(ASSIGNMENT) Keeping every character as it is, transcribe the entries below.

Records from a data collection:
*** Block opens ***

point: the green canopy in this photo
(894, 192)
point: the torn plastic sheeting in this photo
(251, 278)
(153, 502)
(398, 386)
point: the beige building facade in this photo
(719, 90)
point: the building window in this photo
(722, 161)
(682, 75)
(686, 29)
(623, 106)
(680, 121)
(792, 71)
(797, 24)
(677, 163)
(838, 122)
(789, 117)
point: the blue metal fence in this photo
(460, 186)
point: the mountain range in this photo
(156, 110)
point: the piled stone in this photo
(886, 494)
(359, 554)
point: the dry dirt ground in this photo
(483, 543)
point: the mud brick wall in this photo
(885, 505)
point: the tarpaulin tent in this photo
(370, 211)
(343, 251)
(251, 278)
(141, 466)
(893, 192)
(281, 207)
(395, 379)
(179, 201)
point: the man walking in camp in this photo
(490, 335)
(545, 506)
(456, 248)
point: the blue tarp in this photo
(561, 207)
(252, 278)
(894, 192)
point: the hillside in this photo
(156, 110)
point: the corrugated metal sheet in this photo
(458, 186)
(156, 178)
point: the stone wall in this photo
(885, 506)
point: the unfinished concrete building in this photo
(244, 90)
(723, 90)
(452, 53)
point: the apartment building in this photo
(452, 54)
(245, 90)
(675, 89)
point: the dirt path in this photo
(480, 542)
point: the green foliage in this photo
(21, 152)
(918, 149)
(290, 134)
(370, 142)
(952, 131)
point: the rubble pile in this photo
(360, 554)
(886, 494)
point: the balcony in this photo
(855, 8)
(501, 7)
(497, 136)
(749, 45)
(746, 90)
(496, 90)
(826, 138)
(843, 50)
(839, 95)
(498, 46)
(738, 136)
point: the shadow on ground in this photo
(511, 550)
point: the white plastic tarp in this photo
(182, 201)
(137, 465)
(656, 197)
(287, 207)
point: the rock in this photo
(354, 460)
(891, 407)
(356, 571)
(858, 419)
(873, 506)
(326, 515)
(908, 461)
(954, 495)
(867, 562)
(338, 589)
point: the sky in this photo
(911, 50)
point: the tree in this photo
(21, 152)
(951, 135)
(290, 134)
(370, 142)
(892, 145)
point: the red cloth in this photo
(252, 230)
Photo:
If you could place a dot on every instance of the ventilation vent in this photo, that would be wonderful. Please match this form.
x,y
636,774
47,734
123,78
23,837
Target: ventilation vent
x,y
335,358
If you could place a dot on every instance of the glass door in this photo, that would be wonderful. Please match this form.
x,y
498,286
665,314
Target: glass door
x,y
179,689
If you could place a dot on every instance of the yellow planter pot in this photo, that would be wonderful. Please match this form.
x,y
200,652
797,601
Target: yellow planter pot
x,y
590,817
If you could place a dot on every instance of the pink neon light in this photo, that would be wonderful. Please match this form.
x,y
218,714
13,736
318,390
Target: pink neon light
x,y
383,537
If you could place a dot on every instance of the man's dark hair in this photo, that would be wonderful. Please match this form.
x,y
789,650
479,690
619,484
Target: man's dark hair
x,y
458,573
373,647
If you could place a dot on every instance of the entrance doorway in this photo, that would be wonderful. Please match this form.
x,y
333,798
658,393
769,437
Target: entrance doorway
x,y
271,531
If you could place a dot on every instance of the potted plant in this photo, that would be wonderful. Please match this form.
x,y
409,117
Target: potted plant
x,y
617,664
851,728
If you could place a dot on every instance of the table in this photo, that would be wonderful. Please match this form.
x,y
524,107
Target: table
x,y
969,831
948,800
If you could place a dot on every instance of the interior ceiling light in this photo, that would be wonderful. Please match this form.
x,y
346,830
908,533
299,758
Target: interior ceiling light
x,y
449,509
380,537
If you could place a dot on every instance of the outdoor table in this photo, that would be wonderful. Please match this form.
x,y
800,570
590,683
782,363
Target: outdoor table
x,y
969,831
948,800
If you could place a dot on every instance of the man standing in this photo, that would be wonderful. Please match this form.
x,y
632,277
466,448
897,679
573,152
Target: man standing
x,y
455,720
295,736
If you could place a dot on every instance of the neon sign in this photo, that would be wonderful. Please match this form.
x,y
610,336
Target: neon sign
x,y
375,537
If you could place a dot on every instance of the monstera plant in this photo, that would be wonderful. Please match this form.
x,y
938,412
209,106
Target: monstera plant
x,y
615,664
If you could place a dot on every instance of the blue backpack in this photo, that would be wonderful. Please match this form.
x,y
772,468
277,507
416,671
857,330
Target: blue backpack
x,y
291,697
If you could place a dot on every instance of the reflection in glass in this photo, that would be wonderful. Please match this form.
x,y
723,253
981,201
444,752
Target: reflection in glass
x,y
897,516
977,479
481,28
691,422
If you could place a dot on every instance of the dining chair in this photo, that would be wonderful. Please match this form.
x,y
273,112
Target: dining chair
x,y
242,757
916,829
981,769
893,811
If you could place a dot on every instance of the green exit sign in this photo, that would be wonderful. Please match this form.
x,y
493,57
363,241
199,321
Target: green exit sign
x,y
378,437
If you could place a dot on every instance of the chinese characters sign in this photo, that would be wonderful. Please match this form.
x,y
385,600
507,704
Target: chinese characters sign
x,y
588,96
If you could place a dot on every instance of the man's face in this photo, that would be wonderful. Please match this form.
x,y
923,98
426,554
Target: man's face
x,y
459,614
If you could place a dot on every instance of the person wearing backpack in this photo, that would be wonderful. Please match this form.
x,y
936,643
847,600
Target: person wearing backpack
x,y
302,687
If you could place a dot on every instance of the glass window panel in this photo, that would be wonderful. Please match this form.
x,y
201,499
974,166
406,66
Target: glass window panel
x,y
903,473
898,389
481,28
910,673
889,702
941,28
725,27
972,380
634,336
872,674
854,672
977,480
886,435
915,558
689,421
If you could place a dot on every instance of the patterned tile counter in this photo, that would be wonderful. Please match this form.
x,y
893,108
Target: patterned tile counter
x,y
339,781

*** Block closes ***

(COMPLETED EXERCISE)
point: the green canopy in this photo
(894, 192)
point: the torn plastic sheeting in this photo
(251, 278)
(153, 502)
(398, 386)
point: the beige building facade in this photo
(719, 90)
point: the building window in this photo
(722, 161)
(682, 75)
(686, 29)
(623, 106)
(680, 121)
(792, 71)
(797, 24)
(677, 163)
(838, 122)
(789, 117)
point: the blue metal fence in this photo
(460, 186)
point: the mountain range in this photo
(156, 110)
point: the piled stone in this photo
(886, 494)
(359, 554)
point: the dry dirt ground in this photo
(483, 543)
point: the mud brick wall in this photo
(885, 505)
point: the tarpaulin tent in this photo
(370, 211)
(343, 251)
(251, 278)
(141, 466)
(893, 192)
(281, 207)
(395, 379)
(179, 201)
point: the man walking in camp in this photo
(490, 335)
(545, 506)
(456, 248)
point: the blue tarp in this photo
(561, 207)
(252, 278)
(894, 192)
point: the hillside in this photo
(156, 110)
point: the corrugated metal sheet in this photo
(458, 186)
(156, 178)
point: the stone wall in this photo
(885, 506)
point: the unfinished concrete building in this photo
(244, 90)
(723, 90)
(452, 53)
point: the apartment building in this photo
(452, 54)
(245, 90)
(675, 89)
point: the dirt path in this photo
(480, 542)
point: the green foliage in this photo
(21, 152)
(918, 149)
(290, 134)
(370, 142)
(952, 131)
point: the rubble pile in this photo
(360, 554)
(886, 494)
point: the balcony in this photo
(855, 8)
(501, 7)
(497, 136)
(749, 45)
(746, 90)
(496, 90)
(826, 138)
(843, 50)
(839, 95)
(498, 46)
(738, 136)
point: the shadow on ground in this photo
(511, 550)
point: the white plastic tarp in this photo
(182, 201)
(137, 465)
(656, 197)
(287, 207)
point: the rock in this photo
(354, 460)
(891, 407)
(356, 571)
(858, 419)
(873, 506)
(326, 515)
(908, 461)
(954, 495)
(867, 562)
(338, 589)
point: the sky in this photo
(911, 50)
point: the tree in this photo
(21, 152)
(951, 135)
(290, 134)
(370, 142)
(892, 145)
point: the red cloth in this photo
(252, 230)
Photo:
If you could place a dot on every instance of the ventilation vent in this photo, that would be wonderful. Please match this form.
x,y
636,774
47,734
123,78
23,837
Target: ventilation vent
x,y
335,358
If you could place a dot on every instance of the glass door in this photo, that would be wonderful. Please match this form.
x,y
498,286
665,314
Target: glass door
x,y
179,689
If you could place a dot on every instance of the yellow planter pot in this photo, that would be wonderful. Please match this form.
x,y
200,652
797,601
Target: yellow planter pot
x,y
590,817
If you could place a dot on every instance of the pink neon light in this photo, that would be wonderful. Please match this form.
x,y
218,714
13,736
318,390
Target: pink neon light
x,y
383,537
If you could place a dot on every instance of the man's dark hair in this photo, that would be wonderful. Please match this form.
x,y
789,650
479,690
619,484
Target: man's dark hair
x,y
458,573
373,647
If you could place a dot on every instance of the entrance doorway in this photo, that would be wonderful. Please match this form.
x,y
333,798
658,393
769,437
Target: entrance doorway
x,y
271,531
If you could place a dot on every instance of the potted plant in this photo, that would be wonderful. Please match this form.
x,y
409,117
Target: potted plant
x,y
617,664
851,728
If you could place a dot on every instance of the table in this photo, that would be wonderful. Please match this form.
x,y
524,107
Target: table
x,y
969,831
948,800
If you could place a dot on every instance of the interior ceiling light in this photo, that would be wonderful. Please match this form.
x,y
346,830
908,533
299,758
Target: interior ceiling light
x,y
449,509
380,537
If you could place a dot on every instance of the outdoor table in this photo, that would be wonderful. Please match this form.
x,y
800,570
590,683
782,363
Target: outdoor table
x,y
969,831
948,800
If you could place a dot on every instance of the man standing in this photo, that would be wonderful. Please match this form.
x,y
632,277
466,448
897,679
573,152
Target: man standing
x,y
455,720
295,736
If you could place a dot on every instance of the neon sign in this photo, that would be wonderful. Please match this form.
x,y
610,336
Target: neon sign
x,y
375,537
If you could place a dot on every instance of the monstera plant in this photo, that would be wonderful. Please match this form.
x,y
938,412
209,106
Target: monstera plant
x,y
615,664
If you could place a dot on every instance of the blue backpack in this photo, that would be wonderful. Please match this form.
x,y
772,468
277,507
416,671
857,330
Target: blue backpack
x,y
291,697
If you could place a dot on every instance of the reflection in glass in this photo, that would be wonderful. Please match this form.
x,y
723,253
981,201
444,752
Target: reflection in glass
x,y
897,516
977,479
481,28
691,422
If you could place a dot on every instance of the dining chair in this photo, that would be wonderful. Please match this form.
x,y
273,112
Target: dining chair
x,y
242,757
916,829
981,769
893,811
If you could place a dot on every instance of the green exit sign in this photo, that would be wonderful. Please match this form.
x,y
493,57
363,241
199,321
Target: green exit sign
x,y
378,437
If you could place a dot on every instance of the chinese characters sign in this photo, that would be wonderful. Please match this form.
x,y
385,600
507,704
Target: chinese characters sign
x,y
588,96
If you could place a dot on every instance of the man's face in this photo, that would be wonderful. Please match this form.
x,y
923,98
426,554
Target: man's face
x,y
459,614
If you could place a dot on every instance of the person wearing backpack in this photo, that would be wonderful. Please match this form.
x,y
936,643
847,600
Target: person wearing backpack
x,y
302,687
If you could place a dot on every instance of the glass window panel in this photo, that would be wonderful. Please match this form.
x,y
201,499
974,166
406,66
Target: glass window panel
x,y
903,473
898,389
481,28
910,673
889,702
941,28
725,27
972,380
634,336
872,674
854,672
977,480
886,435
915,558
689,421
If you could place a dot on every instance of the patterned tile counter in this photo, that would be wonderful. Please match this form.
x,y
893,108
Target: patterned tile counter
x,y
339,781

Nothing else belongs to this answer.